- **Task brief**
Pick each line that has "orange" out of the records.

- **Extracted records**
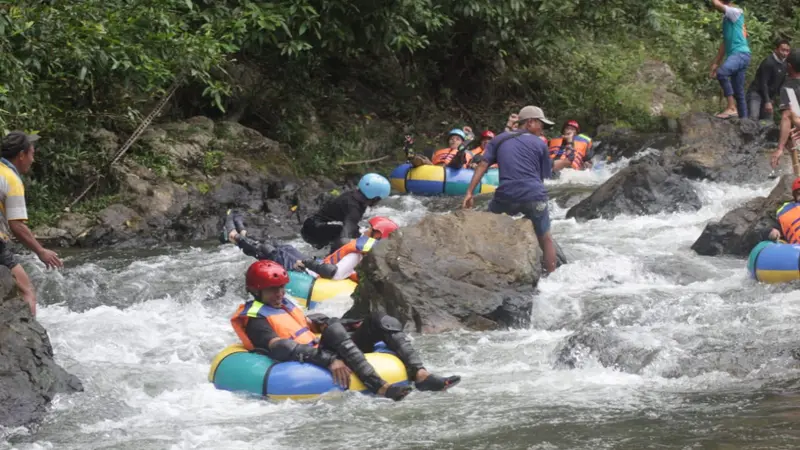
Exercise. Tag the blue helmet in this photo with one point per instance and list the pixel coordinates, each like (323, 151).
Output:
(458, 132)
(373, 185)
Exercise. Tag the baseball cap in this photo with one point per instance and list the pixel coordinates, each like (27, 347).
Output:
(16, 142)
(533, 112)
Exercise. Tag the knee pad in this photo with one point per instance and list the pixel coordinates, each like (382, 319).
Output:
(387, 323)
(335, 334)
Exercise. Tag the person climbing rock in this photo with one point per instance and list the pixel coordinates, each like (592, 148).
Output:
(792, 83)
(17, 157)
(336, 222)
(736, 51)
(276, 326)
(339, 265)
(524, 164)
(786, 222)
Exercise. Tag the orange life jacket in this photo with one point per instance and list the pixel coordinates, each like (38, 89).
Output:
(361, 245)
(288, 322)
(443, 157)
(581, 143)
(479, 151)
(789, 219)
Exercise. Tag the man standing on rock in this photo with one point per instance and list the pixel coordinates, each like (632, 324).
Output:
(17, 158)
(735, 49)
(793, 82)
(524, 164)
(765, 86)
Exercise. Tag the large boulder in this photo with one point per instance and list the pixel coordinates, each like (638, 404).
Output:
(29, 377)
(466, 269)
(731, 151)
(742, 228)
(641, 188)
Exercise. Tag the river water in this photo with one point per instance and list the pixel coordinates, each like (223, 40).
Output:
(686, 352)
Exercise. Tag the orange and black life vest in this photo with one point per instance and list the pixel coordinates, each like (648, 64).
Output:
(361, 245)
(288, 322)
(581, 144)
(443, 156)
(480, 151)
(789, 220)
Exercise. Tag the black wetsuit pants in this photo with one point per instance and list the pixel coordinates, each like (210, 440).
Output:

- **Written solution**
Exercise. Tag the orange life jacket in this photo with one point per instance and list the pixel coordinates, each like (38, 89).
Exercise. Tag the orange and black life vest in this photo with one point per instance and list the pixel coordinates, each like (648, 64).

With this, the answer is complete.